LA BONIFICA INTEGRALE

Un lavoro da titani per liberare dalle acque putride e stagnanti un territorio di circa 134 mila ettari. Arrivarono i flussi di coloni dal Veneto, dal Friuli e dall’Emilia Romagna. Nella mastodontica opera furono impegnate 18 grandi idrovore e furono edificate oltre tremila case coloniche

lestre_agro_pontinoFino alle soglie degli anni Venti la palude regnò sovrana, attraversata dai butteri nella zona compresa tra Cisterna e Terracina, nomi carichi di lugubri richiami individuavano le località: Pantano d’Inferno, Pantano della Morte, la Femmina Morta, Caronte, Piscina della Tomba. Nel 1918 il Genio Civile di Roma concluse gli studi per la bonifica idraulica integrale dell’Agro Pontino e della parte sommersa dell’Agro Romano, bonifica che fu affidata a due Consorzi: quello della Bonificazione Pontina, che iniziò ad operare nel 1923, e quello della Bonifica di Littoria, che iniziò i lavori tre anni più tardi. L’attività vera e propria iniziò nel 1927 e i lavori da compiere erano titanici visto che si trattava di disciplinare e di prosciugare le acque su un’estensione di circa 135 mila ettari dei quali circa 77 mila appartenenti all’Agro Pontino vero e proprio. Su quest’ultimo le depressioni del terreno avevano creato numerose piscine, invasi pieni d’acqua putrida e profondi anche fino a 10 metri, molto pericolosi perché ingannevoli e malarigeni. A conclusione della bonifica erano state utilizzate 18 grandi idrovore, costruiti o riattivati 16.165 chilometri di canali, aperti 1.360 chilometri di strade, edificate 3.040 case coloniche e perforati 4.500 pozzi freatici o artesiani: al cambio attuale un’operazione valutabile intorno ai 30 miliardi di euro. Oltre ai lavori di bonifica vera e propria furono anche avviate tutte quelle attività che dovevano creare le condizioni e le infrastrutture indispensabili per rendere l’Agro abitabile.

All’Opera Nazionale Combattenti toccò principalmente il compito di dividere la pianura in unità terriere d’estensione variabile secondo la fertilità del terreno e con una media di 20 ha per ogni gruppo familiare al quale andò in dotazione una casa colonica (il podere), munita dei servizi civili e agricoli necessari. Nel periodo tra ottobre e novembre del 1932 iniziò l’immigrazione di circa 60 mila contadini veneti, friulani ed emiliani che dovevano popolare il territorio bonificato. A loro furono affidate le unità poderali, dapprima a mezzadria quindi, dal 1942, a riscatto. Per ogni cento poderi furono creati i centri aziendali che si sarebbero poi sviluppati autonomamente e che attualmente sono dei centri popolosi molti dei quali mantengono tuttora la vocazione agricola: ad essi furono dati nomi delle località della Prima Guerra Mondiale ed oggi sono Borgo Isonzo, Borgo Grappa, Borgo Piave, Borgo Montello, Borgo Faiti, Borgo San Michele, Borgo Montenero, Borgo Pasubio, Borgo Vodice e Borgo Hermada.

....................

## Cosa fare
Prosegui il testo sulla bonifica dell'Agro Pontino riprendendo subito dopo l'ultima frase. I dati che seguono non hanno niente a che fare con il testo sulla bonifica.

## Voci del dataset
....................

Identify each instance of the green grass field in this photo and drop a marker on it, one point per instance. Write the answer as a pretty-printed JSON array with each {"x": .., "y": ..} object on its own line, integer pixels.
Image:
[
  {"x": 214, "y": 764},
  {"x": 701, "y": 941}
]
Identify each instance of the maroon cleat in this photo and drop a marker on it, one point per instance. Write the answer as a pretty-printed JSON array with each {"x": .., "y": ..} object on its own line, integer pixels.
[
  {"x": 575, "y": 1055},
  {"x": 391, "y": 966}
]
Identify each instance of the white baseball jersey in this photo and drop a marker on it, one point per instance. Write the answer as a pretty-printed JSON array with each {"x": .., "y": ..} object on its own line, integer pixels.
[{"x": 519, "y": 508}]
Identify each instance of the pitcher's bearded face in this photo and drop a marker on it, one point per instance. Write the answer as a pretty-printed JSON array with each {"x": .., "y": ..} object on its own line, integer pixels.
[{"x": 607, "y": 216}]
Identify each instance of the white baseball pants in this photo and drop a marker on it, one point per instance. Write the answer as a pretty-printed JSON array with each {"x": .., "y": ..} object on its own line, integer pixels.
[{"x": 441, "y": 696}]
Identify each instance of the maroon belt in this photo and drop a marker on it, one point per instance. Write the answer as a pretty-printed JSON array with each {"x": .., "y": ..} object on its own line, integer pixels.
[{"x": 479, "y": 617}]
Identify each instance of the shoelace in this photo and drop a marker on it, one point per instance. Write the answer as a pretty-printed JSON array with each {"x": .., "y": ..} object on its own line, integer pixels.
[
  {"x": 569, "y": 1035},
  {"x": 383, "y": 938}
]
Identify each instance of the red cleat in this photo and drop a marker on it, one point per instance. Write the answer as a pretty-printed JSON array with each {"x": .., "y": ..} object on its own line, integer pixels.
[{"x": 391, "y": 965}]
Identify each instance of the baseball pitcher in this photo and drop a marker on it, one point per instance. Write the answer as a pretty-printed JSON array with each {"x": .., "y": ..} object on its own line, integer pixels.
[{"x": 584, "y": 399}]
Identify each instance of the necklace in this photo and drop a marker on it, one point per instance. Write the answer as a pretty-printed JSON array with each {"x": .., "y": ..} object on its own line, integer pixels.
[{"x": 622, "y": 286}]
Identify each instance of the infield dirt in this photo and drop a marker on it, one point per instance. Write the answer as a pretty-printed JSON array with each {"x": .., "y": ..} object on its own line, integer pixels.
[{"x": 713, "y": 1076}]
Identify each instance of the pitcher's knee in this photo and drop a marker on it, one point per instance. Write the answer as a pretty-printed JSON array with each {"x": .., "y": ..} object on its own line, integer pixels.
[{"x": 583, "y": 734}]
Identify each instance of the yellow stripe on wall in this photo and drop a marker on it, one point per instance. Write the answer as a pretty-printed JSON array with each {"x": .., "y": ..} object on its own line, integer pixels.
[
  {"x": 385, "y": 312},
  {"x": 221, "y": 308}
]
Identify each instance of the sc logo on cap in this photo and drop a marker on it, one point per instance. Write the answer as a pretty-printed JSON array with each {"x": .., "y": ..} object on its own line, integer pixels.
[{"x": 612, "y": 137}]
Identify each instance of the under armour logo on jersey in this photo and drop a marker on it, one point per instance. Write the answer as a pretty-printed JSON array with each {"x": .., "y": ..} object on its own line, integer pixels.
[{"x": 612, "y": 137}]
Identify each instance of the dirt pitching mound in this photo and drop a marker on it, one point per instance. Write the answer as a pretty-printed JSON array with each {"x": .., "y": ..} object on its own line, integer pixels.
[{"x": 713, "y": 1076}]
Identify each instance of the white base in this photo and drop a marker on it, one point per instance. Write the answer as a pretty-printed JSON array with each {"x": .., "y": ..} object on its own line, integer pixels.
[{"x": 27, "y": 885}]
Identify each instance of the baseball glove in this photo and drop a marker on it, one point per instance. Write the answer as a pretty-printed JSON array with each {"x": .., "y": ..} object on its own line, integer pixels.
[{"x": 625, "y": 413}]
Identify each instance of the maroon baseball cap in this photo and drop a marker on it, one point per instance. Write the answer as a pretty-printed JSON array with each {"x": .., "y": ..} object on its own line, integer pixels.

....................

## Risposta
Di pari passo si svolgeva l’attività tendente a migliorare le condizioni di vita, con la creazione di centri per la profilassi che combattevano con il chinino la terribile zanzara anofele che Angelo Celli e Giambattista Grassi avevano studiato aprendo, infine, scuole che seguirono l’opera di apostolato che aveva svolto Giovanni Cena. Quest’ultimo, un gracile maestro dotato di una volontà e di un senso della scuola che elevava l’insegnamento a missione, negli anni precedenti la prima guerra mondiale passò al setaccio la palude alla ricerca di studenti tra le povere famiglie di contadini, sfidando la malaria per portare una buona parola e un po’ di luce nei casolari spogli dell’Agro. Con la creazione di Casal Delle Palme (1927) si dà inizio alla realizzazione di una serie di scuole per combattere l’analfabetismo.

Con Giovanni Cena operarono poeti e artisti, altri insegnanti e medici: Giacomo Boni, Angelo Celli, Alessandro Marcucci, Sibilla Alleramo e Duilio Cambellotti, pittore e scultore che nella scuola di Casal delle Palme sull’Appia, tra Cisterna e il bivio di Latina, ha lasciato sei quadri a tempera che illustrano la vita in palude.